Your objective |
Take the line that contains "Could you point to the man in blue" and all lines after it, up to and including the last line of the data, and write them out exactly; nothing else belongs in the answer.
--- Start Entries supplied ---
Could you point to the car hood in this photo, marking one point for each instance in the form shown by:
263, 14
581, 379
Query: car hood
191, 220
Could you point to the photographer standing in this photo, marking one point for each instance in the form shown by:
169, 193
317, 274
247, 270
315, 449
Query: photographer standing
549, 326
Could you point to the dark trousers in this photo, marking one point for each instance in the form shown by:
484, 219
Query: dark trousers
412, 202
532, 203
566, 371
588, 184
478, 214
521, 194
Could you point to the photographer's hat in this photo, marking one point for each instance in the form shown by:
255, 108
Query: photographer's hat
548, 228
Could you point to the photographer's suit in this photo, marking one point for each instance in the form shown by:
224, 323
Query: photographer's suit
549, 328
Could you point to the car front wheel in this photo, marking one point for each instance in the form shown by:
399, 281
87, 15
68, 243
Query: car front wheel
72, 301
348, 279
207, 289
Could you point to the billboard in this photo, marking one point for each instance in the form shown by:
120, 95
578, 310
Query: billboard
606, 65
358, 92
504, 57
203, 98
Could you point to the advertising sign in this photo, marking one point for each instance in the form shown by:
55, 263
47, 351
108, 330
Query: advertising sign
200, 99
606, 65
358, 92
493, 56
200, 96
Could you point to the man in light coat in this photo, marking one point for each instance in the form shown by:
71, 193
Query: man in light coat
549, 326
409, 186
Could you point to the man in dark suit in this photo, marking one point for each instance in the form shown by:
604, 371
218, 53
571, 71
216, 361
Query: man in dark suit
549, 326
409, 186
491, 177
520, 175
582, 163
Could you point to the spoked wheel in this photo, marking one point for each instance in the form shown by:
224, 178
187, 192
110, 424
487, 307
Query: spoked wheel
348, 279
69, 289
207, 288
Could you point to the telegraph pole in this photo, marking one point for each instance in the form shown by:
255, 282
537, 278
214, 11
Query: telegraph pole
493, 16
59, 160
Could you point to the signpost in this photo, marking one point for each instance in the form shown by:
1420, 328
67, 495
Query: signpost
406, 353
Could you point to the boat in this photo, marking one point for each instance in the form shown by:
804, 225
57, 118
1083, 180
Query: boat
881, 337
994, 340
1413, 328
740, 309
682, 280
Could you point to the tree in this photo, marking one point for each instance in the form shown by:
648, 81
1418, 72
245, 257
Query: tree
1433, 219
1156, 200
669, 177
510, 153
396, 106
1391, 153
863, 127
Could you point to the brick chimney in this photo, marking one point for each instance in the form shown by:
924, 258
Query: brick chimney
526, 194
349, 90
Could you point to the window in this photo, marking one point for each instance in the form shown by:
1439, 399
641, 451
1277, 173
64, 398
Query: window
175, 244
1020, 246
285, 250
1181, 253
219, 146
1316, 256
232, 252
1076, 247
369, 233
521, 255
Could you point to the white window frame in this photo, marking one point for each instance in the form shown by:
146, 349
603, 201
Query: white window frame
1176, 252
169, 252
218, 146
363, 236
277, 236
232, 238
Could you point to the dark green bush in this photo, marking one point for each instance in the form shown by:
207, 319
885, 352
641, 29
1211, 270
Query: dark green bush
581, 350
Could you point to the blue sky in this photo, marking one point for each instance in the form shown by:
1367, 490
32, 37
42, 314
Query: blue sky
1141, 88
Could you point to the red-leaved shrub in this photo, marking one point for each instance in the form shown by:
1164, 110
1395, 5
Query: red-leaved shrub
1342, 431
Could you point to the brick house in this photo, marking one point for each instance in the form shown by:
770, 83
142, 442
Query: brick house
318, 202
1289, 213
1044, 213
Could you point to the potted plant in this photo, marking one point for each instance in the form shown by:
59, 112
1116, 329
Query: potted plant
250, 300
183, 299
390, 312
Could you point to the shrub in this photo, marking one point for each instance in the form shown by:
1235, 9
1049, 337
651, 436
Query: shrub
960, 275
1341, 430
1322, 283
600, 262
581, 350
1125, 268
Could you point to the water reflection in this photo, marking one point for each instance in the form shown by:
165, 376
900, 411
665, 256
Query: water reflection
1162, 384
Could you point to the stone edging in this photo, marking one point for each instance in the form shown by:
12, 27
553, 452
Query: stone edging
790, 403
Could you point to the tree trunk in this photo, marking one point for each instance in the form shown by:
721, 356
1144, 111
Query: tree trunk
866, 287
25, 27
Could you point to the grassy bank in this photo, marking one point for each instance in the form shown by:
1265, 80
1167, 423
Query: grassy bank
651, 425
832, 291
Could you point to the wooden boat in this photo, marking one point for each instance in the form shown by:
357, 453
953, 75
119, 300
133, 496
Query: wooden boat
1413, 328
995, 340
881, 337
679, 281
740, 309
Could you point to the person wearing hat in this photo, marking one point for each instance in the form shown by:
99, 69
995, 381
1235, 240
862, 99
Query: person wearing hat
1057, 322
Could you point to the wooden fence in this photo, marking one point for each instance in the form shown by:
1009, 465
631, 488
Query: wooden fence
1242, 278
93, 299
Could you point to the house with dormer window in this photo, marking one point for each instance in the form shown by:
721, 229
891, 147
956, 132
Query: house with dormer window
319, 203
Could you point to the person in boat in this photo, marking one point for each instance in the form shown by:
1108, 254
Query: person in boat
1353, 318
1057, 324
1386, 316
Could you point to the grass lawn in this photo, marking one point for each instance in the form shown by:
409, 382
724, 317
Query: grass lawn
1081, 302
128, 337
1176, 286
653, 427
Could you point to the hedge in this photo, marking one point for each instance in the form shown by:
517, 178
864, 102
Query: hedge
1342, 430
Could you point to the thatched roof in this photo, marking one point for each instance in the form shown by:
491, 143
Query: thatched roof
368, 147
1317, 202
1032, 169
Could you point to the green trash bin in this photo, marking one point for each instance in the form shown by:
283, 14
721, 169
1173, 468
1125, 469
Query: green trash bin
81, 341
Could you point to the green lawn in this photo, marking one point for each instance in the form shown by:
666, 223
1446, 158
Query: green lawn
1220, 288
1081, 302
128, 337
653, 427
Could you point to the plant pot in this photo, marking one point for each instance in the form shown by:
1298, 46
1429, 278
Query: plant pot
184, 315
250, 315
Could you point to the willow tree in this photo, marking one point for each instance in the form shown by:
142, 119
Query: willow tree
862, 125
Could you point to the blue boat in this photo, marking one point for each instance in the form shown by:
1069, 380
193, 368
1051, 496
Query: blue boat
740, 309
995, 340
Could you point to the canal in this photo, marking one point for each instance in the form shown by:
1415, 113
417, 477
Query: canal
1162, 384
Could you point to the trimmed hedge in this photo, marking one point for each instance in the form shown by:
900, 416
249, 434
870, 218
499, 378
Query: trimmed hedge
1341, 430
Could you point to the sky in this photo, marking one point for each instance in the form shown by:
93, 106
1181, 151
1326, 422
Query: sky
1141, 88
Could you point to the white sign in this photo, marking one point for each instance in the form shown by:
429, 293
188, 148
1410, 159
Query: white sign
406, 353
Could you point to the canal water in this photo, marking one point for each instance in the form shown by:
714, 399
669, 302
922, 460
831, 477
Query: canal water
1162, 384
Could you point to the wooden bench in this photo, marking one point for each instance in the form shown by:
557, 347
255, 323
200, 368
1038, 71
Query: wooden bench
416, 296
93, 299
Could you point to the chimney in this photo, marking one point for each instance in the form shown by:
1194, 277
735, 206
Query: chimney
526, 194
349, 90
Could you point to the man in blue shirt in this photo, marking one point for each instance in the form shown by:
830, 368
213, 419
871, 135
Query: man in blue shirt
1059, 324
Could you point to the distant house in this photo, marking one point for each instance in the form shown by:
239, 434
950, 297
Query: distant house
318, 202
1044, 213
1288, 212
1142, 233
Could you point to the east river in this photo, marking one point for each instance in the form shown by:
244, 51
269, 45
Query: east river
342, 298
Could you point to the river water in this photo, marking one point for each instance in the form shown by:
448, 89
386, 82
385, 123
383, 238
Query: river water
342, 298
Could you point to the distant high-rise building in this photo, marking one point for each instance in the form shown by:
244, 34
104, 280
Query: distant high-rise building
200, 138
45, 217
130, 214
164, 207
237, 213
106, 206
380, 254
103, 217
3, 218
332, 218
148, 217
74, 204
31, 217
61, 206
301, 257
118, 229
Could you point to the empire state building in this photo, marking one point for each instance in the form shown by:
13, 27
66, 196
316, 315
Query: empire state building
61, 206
--- End Entries supplied ---
The reply |
Could you point to the man in blue shirt in this photo, marking one point for each instance in the form shown by:
830, 368
213, 419
871, 135
Query: man in blue shirt
1059, 324
Could you point to the distant house in this photo, marking one point for each instance in the form shown by:
239, 434
950, 297
Query: distant house
318, 202
1044, 213
1288, 212
1142, 233
Could you point to the east river in this photo, marking one point for each instance in the form shown by:
244, 51
269, 45
Query: east river
342, 298
Could you point to the river water in this photo, marking one point for each instance in the form shown by:
448, 89
386, 82
385, 123
383, 238
Query: river water
342, 298
Could you point to the distant high-rise building in this photo, marking one point for each instance in the form shown by:
244, 34
104, 280
Query: distant high-rise building
200, 138
45, 217
130, 214
164, 207
237, 213
106, 206
380, 254
103, 217
3, 218
332, 218
148, 217
74, 204
31, 217
61, 206
301, 257
118, 229
Could you point to the empire state building in this photo, marking one point for each instance in the form shown by:
13, 27
66, 196
316, 315
Query: empire state building
61, 206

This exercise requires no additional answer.